EXCERPT PROVIDED start
Leverage rarely plays around much with time, generally running straight through from beginning to end with only occasional detours for con explication or character asides. Tonight is a little different. We open in the present with a completely blitzed Nathan crashing a party dedicating a new museum wing to his old boss at IYS, Ian Blackpool. Offering to sell Blackpool something, we finally realize this is a con when he calls over Sophie, posing as Portia, a representative from the Vatican. We also realize Nate is not as drunk as he appears, at least not as incapacitated.

Jumping back to two weeks earlier, we get the setup – an intervention for Nate, who wants them “not to get hung up on the alcoholic” part of him being a functioning alcoholic. But since this is a Leverage-style intervention, the team just wants to help Nate get revenge. ((Good for Nate. He didn’t have to say, “no, no, no.”))

Watch the opening closely and remember it for next week’s finale, particularly this exchange:

Blackpool: Are you here to kill me, Nate?
Nate: Not tonight.
Blackpool: Well in that case, come in. There are shrimp.
Nate: I do love shrimp.

There will be a test on that later.

Eliot’s in a tux, but for once he’s not stuck playing a waiter. He’s playing the Vatican art expert, Adam Sinclair. And making time with a lovely blond at the—uh-oh, it’s Nate’s ex-wife Maggie!
EXCERPT PROVIDED end
**EXERCISE:** Reproduce the stretch of the Leverage recap from "Eliot’s in a" through "Nate’s ex-wife Maggie!", word for word. The items that come next are separate from the Leverage recap.
STORED DATA start
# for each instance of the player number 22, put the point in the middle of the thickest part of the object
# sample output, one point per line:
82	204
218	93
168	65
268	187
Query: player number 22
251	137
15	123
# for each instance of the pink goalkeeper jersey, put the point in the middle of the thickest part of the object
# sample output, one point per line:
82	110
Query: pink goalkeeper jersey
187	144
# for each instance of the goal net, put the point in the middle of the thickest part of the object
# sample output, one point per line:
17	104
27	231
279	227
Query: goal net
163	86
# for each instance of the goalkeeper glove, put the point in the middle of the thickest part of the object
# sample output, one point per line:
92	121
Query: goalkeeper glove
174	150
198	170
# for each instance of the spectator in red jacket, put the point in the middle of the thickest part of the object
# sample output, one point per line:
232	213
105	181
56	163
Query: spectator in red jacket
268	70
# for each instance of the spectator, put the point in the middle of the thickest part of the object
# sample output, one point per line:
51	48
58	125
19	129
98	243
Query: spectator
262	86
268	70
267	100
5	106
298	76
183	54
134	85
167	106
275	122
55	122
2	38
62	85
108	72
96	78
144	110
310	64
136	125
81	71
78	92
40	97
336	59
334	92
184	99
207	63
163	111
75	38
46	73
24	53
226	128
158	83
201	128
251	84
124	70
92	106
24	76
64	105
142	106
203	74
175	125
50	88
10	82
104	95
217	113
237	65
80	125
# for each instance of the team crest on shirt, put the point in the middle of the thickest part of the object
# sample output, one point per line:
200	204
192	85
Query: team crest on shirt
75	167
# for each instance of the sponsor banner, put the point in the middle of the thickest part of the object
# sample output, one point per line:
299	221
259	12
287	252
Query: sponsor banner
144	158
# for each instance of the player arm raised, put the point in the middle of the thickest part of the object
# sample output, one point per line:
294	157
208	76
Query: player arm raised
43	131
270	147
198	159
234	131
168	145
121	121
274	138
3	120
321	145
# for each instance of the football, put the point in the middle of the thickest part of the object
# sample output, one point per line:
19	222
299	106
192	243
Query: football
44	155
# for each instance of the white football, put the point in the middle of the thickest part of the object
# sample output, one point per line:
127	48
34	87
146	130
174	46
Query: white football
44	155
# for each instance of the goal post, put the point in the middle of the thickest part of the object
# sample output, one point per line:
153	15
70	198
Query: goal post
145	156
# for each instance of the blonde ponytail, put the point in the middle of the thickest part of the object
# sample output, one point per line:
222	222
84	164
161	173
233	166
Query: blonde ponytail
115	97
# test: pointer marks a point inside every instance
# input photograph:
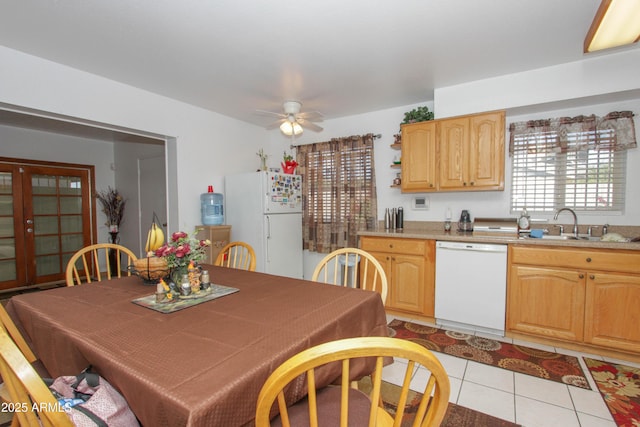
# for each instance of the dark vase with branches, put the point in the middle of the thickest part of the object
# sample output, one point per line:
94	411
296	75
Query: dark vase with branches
113	207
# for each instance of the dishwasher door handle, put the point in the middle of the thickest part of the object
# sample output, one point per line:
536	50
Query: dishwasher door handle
471	248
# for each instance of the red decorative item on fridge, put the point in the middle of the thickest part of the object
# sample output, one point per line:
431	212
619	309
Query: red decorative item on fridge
289	166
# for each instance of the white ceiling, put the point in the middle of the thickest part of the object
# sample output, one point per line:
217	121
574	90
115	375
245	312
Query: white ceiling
339	57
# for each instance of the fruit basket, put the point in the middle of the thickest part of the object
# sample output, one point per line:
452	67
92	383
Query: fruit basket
150	268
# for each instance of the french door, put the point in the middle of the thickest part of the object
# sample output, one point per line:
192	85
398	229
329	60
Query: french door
46	215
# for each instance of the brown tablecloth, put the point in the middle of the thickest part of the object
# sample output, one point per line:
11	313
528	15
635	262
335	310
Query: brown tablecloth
202	366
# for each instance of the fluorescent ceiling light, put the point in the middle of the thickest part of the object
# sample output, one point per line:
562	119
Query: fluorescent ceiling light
291	128
617	23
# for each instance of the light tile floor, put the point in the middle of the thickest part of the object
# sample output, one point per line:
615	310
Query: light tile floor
519	398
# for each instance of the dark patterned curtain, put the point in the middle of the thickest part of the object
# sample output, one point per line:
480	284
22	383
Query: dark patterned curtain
339	192
613	132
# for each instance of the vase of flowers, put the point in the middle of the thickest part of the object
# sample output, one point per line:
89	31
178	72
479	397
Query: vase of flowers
180	251
288	165
113	207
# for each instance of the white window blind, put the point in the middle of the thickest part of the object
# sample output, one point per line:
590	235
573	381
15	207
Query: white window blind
568	162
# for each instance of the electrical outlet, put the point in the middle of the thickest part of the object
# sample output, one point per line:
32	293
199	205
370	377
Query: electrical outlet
421	203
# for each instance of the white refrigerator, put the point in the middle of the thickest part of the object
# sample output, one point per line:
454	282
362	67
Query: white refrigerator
264	210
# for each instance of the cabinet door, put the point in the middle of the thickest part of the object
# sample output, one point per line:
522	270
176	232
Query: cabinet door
454	142
407	276
611	311
385	261
546	302
419	157
486	151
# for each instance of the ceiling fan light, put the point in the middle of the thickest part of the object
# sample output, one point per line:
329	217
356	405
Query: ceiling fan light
290	128
617	23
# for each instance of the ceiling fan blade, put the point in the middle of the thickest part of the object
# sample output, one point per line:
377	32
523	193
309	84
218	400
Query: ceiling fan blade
275	124
308	125
312	116
270	114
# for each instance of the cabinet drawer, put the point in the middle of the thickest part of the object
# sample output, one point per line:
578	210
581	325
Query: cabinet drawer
584	259
400	246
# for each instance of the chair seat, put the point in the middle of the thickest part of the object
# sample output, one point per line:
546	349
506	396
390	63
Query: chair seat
329	409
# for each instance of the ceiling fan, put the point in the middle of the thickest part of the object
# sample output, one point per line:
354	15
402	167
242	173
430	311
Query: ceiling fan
292	121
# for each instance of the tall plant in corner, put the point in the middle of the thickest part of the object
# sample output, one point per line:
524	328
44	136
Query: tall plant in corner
113	207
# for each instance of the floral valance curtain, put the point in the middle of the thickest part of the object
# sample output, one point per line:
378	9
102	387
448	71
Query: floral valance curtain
614	132
339	191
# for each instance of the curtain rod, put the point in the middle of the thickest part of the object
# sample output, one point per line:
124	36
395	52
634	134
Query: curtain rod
376	136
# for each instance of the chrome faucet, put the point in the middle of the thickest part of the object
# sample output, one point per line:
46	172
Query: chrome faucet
575	219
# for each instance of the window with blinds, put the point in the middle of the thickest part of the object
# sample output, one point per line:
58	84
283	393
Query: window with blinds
340	190
557	167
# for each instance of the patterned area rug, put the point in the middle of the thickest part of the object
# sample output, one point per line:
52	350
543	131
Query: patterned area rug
538	363
456	416
619	386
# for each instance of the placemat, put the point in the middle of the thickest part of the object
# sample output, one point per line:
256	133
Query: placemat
215	291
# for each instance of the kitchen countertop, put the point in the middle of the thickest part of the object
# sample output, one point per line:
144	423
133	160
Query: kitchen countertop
435	231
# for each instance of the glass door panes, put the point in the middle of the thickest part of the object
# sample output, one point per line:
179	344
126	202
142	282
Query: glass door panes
52	219
8	267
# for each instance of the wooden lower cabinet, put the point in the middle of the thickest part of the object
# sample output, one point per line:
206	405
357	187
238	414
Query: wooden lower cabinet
612	311
409	267
584	296
546	302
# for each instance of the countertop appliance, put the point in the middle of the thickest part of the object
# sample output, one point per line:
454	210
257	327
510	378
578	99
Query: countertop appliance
471	286
265	210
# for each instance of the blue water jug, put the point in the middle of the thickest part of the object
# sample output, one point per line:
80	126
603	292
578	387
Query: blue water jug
212	207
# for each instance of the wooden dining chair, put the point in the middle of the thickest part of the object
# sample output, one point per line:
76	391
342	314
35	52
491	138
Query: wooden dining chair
342	404
7	324
26	390
86	264
237	255
352	266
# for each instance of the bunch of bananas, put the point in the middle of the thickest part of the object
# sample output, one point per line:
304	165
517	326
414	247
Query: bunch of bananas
155	236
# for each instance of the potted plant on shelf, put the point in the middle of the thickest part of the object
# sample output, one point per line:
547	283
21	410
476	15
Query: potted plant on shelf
419	114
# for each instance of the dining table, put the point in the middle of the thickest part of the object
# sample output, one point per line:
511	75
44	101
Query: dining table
203	365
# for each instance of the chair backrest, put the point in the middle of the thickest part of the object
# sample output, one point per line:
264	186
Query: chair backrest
433	403
7	324
26	389
84	266
237	255
352	266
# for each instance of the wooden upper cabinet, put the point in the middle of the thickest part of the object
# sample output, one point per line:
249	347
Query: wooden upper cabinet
419	157
454	149
463	153
472	153
486	151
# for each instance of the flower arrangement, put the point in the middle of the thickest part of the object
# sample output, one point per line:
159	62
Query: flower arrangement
182	249
113	207
289	165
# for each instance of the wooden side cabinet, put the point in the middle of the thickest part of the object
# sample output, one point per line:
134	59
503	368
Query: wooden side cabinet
419	157
409	267
587	296
219	235
463	153
612	312
547	302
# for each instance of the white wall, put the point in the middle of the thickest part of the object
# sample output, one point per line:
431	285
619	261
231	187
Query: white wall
207	145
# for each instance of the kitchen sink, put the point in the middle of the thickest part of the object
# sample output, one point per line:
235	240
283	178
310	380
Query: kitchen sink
567	237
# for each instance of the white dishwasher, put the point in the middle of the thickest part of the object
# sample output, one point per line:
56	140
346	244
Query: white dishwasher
471	286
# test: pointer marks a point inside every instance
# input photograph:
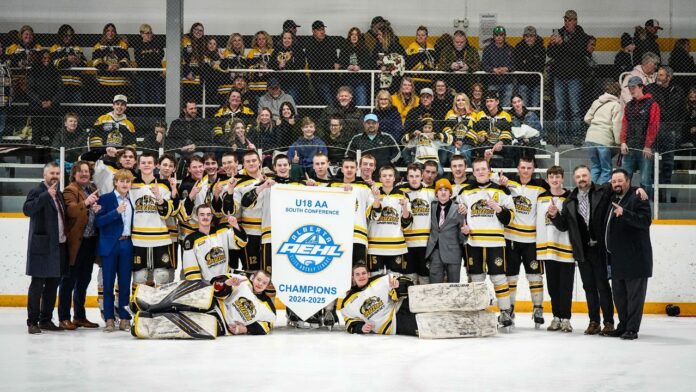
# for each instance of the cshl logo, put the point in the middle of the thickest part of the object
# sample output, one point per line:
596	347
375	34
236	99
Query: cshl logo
310	249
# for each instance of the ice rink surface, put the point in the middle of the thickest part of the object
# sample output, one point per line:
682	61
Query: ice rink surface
662	359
STORED DATA end
**FULL ANSWER:**
Eliot’s in a tux, but for once he’s not stuck playing a waiter. He’s playing the Vatican art expert, Adam Sinclair. And making time with a lovely blond at the—uh-oh, it’s Nate’s ex-wife Maggie!